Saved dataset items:
- - - - -
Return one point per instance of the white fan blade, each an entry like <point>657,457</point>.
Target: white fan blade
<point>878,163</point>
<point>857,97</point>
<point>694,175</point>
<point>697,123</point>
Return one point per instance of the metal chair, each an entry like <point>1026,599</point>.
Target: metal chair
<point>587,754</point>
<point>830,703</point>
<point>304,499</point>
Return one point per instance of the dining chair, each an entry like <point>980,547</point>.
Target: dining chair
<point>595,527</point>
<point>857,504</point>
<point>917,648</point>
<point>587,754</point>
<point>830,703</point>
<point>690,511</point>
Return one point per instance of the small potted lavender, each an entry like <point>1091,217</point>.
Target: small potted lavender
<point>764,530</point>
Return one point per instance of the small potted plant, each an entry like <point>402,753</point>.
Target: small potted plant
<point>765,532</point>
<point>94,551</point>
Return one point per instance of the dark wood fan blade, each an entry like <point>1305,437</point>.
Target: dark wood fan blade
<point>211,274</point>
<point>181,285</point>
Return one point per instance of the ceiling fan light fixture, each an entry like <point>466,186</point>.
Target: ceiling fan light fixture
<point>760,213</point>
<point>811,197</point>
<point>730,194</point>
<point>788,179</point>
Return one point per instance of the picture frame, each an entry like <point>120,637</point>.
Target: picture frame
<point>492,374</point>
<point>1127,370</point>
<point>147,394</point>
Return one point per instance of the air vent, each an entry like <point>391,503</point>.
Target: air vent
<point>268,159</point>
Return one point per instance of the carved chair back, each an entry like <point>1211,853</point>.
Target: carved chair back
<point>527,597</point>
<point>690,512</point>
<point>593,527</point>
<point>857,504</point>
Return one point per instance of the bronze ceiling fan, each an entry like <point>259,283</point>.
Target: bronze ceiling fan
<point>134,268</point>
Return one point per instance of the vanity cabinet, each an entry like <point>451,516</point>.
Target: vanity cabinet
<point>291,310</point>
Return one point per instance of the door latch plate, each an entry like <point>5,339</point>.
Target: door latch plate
- - - - -
* **TASK OBJECTIVE**
Switch "metal chair" to "steel chair" everywhere it occurs in the lines, and give all the lines back with nothing else changed.

* **TASK RESPONSE**
Return one point per instance of the white fan blade, each an entry like <point>657,457</point>.
Target: white fan blade
<point>878,163</point>
<point>857,97</point>
<point>694,175</point>
<point>697,123</point>
Return one point per instance of the steel chair, each an entry like <point>1026,599</point>.
Target: steel chair
<point>587,754</point>
<point>830,703</point>
<point>304,499</point>
Return one point per instance of the dining chair, each an entry like <point>980,547</point>.
Target: dining chair
<point>595,527</point>
<point>857,504</point>
<point>917,648</point>
<point>587,754</point>
<point>830,703</point>
<point>690,511</point>
Return one point per instance of the small potted lavender, each an entry like <point>1091,217</point>.
Target: small potted lavender
<point>764,530</point>
Return one point per instance of the small potted plant, each an entry like <point>402,753</point>.
Target: small potted plant
<point>765,532</point>
<point>94,551</point>
Return one point per instance of the dark wood fan blade, each an entry like <point>1305,437</point>.
Target: dark wood fan blade
<point>211,274</point>
<point>181,285</point>
Return one point per instance of the ceiling fan light fixture, each an entry like <point>466,186</point>.
Target: ceiling fan light fixture
<point>760,213</point>
<point>811,197</point>
<point>730,194</point>
<point>788,179</point>
Return one point per instance of the picture frame, each an entry like <point>120,637</point>.
Target: picture frame
<point>492,374</point>
<point>1127,370</point>
<point>147,394</point>
Return one point per instance of the air vent, each an entry like <point>391,503</point>.
Target: air vent
<point>268,159</point>
Return one point per instance of the carved chair back, each an entry like <point>1211,853</point>.
Target: carved chair back
<point>527,597</point>
<point>690,512</point>
<point>593,527</point>
<point>857,504</point>
Return one point per instance of the bronze ceiling fan, each an entry like <point>259,283</point>.
Target: bronze ceiling fan
<point>134,268</point>
Return one point per instance of the vanity cabinet, each an entry like <point>451,516</point>.
Target: vanity cabinet
<point>291,310</point>
Return one point per instance of the door latch plate, each an entry like <point>5,339</point>.
Target: door latch plate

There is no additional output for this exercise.